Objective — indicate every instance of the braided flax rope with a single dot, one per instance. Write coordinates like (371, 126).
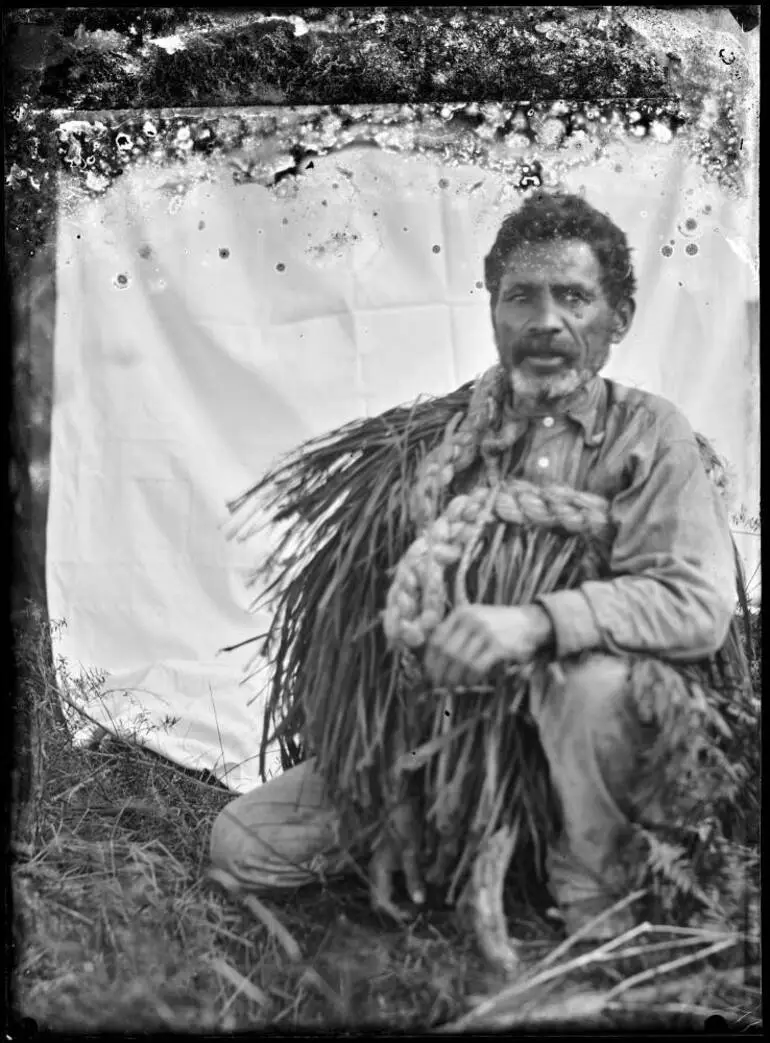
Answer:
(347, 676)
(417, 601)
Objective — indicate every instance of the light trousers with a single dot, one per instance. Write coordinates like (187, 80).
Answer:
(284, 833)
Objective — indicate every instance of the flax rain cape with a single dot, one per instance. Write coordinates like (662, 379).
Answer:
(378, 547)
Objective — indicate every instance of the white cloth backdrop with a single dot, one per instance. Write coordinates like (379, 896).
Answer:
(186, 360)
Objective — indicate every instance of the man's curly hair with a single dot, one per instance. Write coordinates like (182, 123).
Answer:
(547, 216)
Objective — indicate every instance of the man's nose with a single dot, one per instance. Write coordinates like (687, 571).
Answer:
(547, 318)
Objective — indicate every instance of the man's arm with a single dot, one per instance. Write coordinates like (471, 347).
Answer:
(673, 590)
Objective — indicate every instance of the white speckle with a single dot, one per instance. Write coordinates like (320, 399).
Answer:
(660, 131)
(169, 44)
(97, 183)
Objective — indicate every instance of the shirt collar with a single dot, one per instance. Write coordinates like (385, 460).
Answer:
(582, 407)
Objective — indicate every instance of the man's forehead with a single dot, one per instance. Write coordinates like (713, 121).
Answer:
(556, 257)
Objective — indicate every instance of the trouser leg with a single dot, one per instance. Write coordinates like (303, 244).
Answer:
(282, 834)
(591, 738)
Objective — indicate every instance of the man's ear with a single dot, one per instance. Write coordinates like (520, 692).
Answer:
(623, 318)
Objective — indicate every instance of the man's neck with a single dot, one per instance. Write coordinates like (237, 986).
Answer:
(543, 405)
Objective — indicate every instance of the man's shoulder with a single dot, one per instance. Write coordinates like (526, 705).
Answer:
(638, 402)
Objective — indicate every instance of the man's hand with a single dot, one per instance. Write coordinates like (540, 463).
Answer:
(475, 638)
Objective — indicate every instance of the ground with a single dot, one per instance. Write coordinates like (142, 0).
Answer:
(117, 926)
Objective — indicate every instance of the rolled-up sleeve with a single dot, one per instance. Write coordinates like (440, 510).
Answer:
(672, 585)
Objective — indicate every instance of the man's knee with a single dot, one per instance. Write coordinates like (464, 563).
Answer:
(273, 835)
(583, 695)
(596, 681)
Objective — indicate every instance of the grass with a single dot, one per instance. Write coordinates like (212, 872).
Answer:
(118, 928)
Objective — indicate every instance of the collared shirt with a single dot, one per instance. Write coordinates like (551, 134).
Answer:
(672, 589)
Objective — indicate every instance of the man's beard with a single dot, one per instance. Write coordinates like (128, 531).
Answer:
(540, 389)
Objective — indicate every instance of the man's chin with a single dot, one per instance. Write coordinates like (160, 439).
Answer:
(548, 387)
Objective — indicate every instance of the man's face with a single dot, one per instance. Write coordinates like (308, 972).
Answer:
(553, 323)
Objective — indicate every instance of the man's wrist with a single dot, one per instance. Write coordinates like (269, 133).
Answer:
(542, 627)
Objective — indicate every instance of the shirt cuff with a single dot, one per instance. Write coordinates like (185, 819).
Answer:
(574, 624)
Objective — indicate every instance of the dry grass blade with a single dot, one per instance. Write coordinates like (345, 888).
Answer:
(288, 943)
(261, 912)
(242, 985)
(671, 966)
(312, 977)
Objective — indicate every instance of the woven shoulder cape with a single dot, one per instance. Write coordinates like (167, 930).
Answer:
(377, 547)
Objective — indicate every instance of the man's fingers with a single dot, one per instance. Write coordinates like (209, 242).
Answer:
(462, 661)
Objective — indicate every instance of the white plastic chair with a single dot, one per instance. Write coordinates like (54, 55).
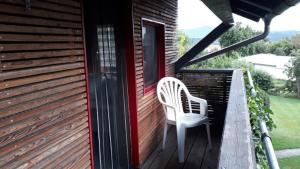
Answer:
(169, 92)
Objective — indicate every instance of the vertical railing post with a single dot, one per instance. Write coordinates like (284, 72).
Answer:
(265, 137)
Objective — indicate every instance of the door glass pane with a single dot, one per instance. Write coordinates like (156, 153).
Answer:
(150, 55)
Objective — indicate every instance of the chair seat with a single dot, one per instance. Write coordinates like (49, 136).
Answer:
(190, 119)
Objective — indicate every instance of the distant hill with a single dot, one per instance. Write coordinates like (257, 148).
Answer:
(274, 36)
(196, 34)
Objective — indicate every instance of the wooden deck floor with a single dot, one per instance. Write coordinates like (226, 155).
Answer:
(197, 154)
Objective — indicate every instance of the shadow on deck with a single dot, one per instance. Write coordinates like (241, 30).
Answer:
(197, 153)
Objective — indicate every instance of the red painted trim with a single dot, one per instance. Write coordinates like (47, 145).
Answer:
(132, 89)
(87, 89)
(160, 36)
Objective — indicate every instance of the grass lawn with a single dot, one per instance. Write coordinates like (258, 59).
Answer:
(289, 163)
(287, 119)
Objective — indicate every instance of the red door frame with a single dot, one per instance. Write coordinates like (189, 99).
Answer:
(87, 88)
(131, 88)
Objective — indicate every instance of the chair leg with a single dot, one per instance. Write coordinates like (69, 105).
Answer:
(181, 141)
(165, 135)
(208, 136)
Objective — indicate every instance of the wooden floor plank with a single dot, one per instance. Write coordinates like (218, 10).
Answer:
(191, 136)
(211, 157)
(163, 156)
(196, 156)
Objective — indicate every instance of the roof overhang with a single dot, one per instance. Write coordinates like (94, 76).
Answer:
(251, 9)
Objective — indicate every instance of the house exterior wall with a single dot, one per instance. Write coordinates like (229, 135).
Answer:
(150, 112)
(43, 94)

--- --- ---

Exercise aim: Reproduce the listing above exactly from the line containing "Objective — indicate every instance of the house" through its last line, with both of those lines included.

Expected output:
Objective — indicate every instance of the house exterior wall with a single dot, one per instance. Write coordinates like (229, 135).
Answer:
(150, 112)
(43, 94)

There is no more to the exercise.